Rscript --no-save Relatedness.R

# The generated plots show a considerable amount of related individuals (explentation plot; PO = parent-offspring, UN = unrelated individuals) in the Hapmap data, this is expected since the dataset was constructed as such.
# Normally, family based data should be analyzed using specific family based methods. In this tutorial, for demonstrative purposes, we treat the relatedness as cryptic relatedness in a random population sample.
# In this tutorial, we aim to remove all 'relatedness' from our dataset.
# To demonstrate that the majority of the relatedness was due to parent-offspring we only include founders (individuals without parents in the dataset).
plink --bfile HapMap_3_r3_10 --filter-founders --make-bed --out HapMap_3_r3_11
# Now we will look again for individuals with a pihat >0.2.

### APPLY WHAT YOU READ:
**A.** In the relatedness tutorial excerpt, which individuals are kept to show that most of the relatedness came from parent-offspring pairs?
**B.** Can you sum up the relatedness tutorial excerpt in two sentences?
**C.** Carry on with the relatedness tutorial excerpt from where it stops.

### DATA SUPPLIED:
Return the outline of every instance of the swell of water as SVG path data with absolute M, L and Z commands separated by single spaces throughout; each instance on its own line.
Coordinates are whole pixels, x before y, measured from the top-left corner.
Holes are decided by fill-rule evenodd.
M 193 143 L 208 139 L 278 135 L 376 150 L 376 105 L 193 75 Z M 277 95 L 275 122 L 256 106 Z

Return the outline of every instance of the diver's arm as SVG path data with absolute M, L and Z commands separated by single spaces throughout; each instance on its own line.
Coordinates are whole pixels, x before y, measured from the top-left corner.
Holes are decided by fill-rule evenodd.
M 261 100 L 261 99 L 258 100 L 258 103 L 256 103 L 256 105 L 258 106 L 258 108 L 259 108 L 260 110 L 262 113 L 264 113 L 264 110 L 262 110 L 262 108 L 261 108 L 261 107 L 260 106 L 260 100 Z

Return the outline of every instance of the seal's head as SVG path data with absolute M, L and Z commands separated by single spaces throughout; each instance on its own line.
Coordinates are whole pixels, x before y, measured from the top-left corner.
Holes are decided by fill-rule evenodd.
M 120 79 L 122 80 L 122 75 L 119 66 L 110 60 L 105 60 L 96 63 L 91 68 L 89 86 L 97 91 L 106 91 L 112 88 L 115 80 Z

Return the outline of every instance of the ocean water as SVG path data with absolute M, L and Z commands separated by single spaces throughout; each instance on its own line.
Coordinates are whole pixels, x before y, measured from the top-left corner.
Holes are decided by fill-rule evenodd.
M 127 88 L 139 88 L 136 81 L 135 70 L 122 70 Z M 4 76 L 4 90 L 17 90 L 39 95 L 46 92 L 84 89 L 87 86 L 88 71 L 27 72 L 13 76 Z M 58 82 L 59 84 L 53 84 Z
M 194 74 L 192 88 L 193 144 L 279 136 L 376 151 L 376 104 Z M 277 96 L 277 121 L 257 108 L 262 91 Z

--

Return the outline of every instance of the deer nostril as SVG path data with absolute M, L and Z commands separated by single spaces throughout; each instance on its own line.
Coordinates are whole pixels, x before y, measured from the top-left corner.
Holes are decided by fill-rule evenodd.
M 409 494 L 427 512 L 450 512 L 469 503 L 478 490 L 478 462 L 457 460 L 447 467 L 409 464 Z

...

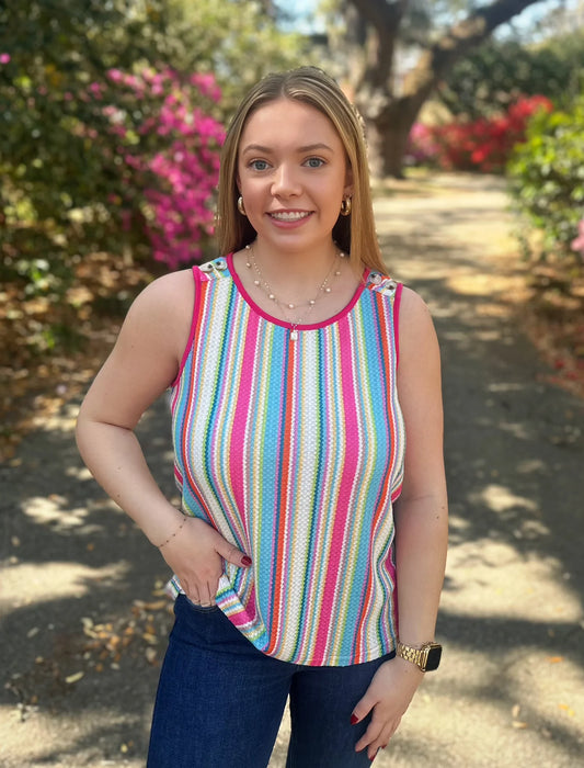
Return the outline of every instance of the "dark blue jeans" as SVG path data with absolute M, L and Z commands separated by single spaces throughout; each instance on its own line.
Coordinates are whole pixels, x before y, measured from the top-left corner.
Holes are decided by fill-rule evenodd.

### LIST OF ANSWERS:
**A.** Only founders, meaning individuals without parents in the dataset.

**B.** The plots show many related individuals in the HapMap data, which is expected because the dataset was built that way, and the tutorial treats this as cryptic relatedness so that all relatedness can be removed. To show that most of it came from parent-offspring pairs, only founders are kept with a PLINK command, and the data is then checked again for individuals with a pihat above 0.2.

**C.**
plink --bfile HapMap_3_r3_11 --extract indepSNP.prune.in --genome --min 0.2 --out pihat_min0.2_in_founders
# The file 'pihat_min0.2_in_founders.genome' shows that, after exclusion of all non-founders, only 1 individual pair with a pihat greater than 0.2 remains in the HapMap data.
# This is likely to be a full sib or DZ twin pair based on the Z values. Noteworthy, they were not given the same family identity (FID) in the HapMap data.
# For each pair of 'related' individuals with a pihat > 0.2, we recommend to remove the individual with the lowest call rate.
plink --bfile HapMap_3_r3_11 --missing
# Use an UNIX text editor (e.g., vi(m) ) to check which individual has the highest call rate in the 'related pair'.
# Generate a list of FID and IID of the individual(s) with a Pihat above 0.2, to check who had the lower call rate of the pair.
# In our dataset the individual 13291 NA07045 had the lower call rate.
vi 0.2_low_call_rate_pihat.txt
I
13291 NA07045
# Press esc on keyboard!
:x
# Press enter on keyboard
# In case of multiple 'related' pairs, the list generated above can be extended using the same method as for our lone 'related' pair.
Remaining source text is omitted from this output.